PROBLEM
Everything below from the line with "One point per instance of the advertising" to the last line, both included, is to be written out exactly, with nothing added.

EXTRACTED RECORDS
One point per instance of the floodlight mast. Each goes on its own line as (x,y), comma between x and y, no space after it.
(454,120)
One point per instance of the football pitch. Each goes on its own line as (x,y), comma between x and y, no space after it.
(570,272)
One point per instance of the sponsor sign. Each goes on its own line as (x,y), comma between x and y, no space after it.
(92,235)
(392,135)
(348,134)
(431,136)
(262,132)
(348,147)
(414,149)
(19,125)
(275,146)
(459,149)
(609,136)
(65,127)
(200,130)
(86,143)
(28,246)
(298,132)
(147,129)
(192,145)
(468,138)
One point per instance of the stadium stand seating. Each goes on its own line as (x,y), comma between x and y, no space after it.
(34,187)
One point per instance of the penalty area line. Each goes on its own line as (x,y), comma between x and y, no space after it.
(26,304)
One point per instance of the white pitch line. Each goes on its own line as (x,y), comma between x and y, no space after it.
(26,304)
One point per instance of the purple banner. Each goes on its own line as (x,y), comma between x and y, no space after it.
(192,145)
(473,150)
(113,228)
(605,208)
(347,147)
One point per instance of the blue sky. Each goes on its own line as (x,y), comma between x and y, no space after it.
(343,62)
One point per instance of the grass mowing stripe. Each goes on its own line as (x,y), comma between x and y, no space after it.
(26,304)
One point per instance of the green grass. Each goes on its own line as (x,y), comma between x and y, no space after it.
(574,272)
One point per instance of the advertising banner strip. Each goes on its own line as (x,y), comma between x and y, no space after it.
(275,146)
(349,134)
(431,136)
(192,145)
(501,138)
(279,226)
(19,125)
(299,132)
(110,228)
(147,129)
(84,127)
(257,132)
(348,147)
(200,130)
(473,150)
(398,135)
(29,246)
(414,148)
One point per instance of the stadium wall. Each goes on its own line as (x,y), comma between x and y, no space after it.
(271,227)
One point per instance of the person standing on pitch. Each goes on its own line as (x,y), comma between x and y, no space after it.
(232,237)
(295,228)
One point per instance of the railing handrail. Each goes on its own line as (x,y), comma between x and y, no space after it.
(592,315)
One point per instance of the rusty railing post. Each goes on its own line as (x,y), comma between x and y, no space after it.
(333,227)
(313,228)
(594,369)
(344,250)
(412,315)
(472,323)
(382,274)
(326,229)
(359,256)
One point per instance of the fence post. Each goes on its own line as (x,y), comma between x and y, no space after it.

TASK RESPONSE
One point per instance of the advertising banner strip. Each goes on its own line as (x,y), comma between x and y, no space after it.
(275,146)
(349,134)
(431,136)
(192,145)
(501,138)
(279,226)
(19,125)
(299,132)
(110,228)
(147,129)
(84,127)
(257,132)
(348,147)
(200,130)
(473,150)
(398,135)
(29,246)
(414,148)
One point per instance of the stadium wall. Each goes on its own line as (x,y), comma between x and y, no space after it.
(271,227)
One point per instance of the person standing on pitch. Each goes on its own line as (x,y), comma between x and y, no space after it.
(232,237)
(295,228)
One point per instance of the railing handrail. Each goes on its own line as (x,y), comma between x and y, no space after it.
(592,315)
One point per instance of the rusty railing post. Each goes on its own line as (x,y), comma between x and y, no space after it.
(333,227)
(313,228)
(594,369)
(344,250)
(412,315)
(472,323)
(382,274)
(326,229)
(359,256)
One point per instance of the fence post. Each goes on its own line as (x,y), comma between x and y, no space after it.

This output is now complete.